What needs to be done: Rewrite the items from the first line through the line with "<point>92,655</point>", changing "instance" to "occurrence" and leaving everything else the same. Return only those lines.

Information provided:
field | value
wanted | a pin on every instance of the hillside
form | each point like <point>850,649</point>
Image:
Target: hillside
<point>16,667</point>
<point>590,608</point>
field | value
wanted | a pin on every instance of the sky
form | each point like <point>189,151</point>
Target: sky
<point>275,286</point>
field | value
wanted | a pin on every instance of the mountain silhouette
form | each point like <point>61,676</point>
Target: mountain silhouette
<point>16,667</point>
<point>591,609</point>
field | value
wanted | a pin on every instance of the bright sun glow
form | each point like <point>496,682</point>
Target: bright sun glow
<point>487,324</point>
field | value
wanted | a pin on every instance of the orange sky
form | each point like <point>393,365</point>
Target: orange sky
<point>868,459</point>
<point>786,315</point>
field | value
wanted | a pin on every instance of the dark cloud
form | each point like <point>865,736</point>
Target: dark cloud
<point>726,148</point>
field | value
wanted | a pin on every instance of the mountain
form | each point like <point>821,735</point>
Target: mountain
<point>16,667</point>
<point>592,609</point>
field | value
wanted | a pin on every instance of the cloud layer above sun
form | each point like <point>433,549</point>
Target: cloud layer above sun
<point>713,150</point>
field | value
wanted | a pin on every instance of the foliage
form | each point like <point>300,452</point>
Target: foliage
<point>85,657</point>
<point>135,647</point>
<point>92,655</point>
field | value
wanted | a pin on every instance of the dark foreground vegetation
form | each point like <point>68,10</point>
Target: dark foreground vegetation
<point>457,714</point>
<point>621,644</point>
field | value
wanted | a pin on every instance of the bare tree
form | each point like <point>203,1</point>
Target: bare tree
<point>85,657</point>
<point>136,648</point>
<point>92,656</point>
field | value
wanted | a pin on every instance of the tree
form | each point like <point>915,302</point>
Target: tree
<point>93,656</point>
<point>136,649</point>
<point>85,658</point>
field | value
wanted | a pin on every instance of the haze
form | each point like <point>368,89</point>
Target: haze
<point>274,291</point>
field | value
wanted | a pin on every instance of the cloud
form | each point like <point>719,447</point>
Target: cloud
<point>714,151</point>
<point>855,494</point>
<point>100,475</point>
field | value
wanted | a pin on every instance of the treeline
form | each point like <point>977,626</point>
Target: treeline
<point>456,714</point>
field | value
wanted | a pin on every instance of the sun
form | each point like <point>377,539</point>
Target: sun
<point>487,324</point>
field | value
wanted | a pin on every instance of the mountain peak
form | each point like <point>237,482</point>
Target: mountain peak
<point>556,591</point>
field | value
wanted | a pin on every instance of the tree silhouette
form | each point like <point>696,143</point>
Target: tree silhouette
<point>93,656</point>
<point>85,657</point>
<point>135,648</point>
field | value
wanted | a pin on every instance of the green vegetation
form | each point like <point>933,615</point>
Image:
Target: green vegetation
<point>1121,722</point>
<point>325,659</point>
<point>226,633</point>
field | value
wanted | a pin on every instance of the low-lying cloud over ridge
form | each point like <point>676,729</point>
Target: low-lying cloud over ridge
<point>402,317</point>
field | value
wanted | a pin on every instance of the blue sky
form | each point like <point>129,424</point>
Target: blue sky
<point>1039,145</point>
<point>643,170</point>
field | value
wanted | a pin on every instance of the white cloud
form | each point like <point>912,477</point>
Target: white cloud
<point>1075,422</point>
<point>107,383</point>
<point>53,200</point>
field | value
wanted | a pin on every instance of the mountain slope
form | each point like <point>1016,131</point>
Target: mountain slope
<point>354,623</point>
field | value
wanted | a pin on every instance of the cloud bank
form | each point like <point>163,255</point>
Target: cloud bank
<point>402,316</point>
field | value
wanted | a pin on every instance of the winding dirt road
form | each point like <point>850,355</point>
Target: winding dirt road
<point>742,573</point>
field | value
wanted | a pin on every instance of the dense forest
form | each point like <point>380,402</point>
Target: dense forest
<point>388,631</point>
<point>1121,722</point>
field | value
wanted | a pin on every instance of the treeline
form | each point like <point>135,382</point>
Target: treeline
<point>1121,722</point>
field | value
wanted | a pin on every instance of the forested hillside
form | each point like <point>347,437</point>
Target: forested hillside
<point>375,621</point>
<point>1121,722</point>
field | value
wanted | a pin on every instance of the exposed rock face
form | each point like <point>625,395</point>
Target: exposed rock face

Written response:
field | value
wanted | a pin on every occurrence of the hillside
form | each point like <point>850,649</point>
Image:
Target: hillside
<point>16,667</point>
<point>590,608</point>
field | value
wanted | a pin on every occurrence of the sky
form | each point like <point>189,151</point>
Target: sky
<point>275,286</point>
field | value
wanted | a pin on every occurrence of the mountain silhouette
form | each point like <point>61,676</point>
Target: mountain silhouette
<point>16,667</point>
<point>591,609</point>
field | value
wanted | a pin on every occurrence of the bright sun glow
form | each point like <point>496,682</point>
Target: bright sun glow
<point>487,324</point>
field | value
wanted | a pin on every occurrence of the orange sky
form | each point like <point>393,365</point>
Target: orange sky
<point>868,459</point>
<point>786,315</point>
field | value
wanted | a pin on every occurrence of the dark cloud
form | each point like <point>865,736</point>
Target: dark cloud
<point>726,148</point>
field | value
wanted | a pin on every occurrence of the mountain
form | each point like <point>821,735</point>
Target: mountain
<point>16,667</point>
<point>592,609</point>
field | value
wanted | a pin on every occurrence of the cloud layer above sun
form | each point like <point>433,549</point>
Target: cloud layer above sun
<point>713,150</point>
field | value
wanted | a pin on every occurrence of the foliage
form | each point like <point>300,452</point>
Target: foliage
<point>85,657</point>
<point>135,647</point>
<point>92,655</point>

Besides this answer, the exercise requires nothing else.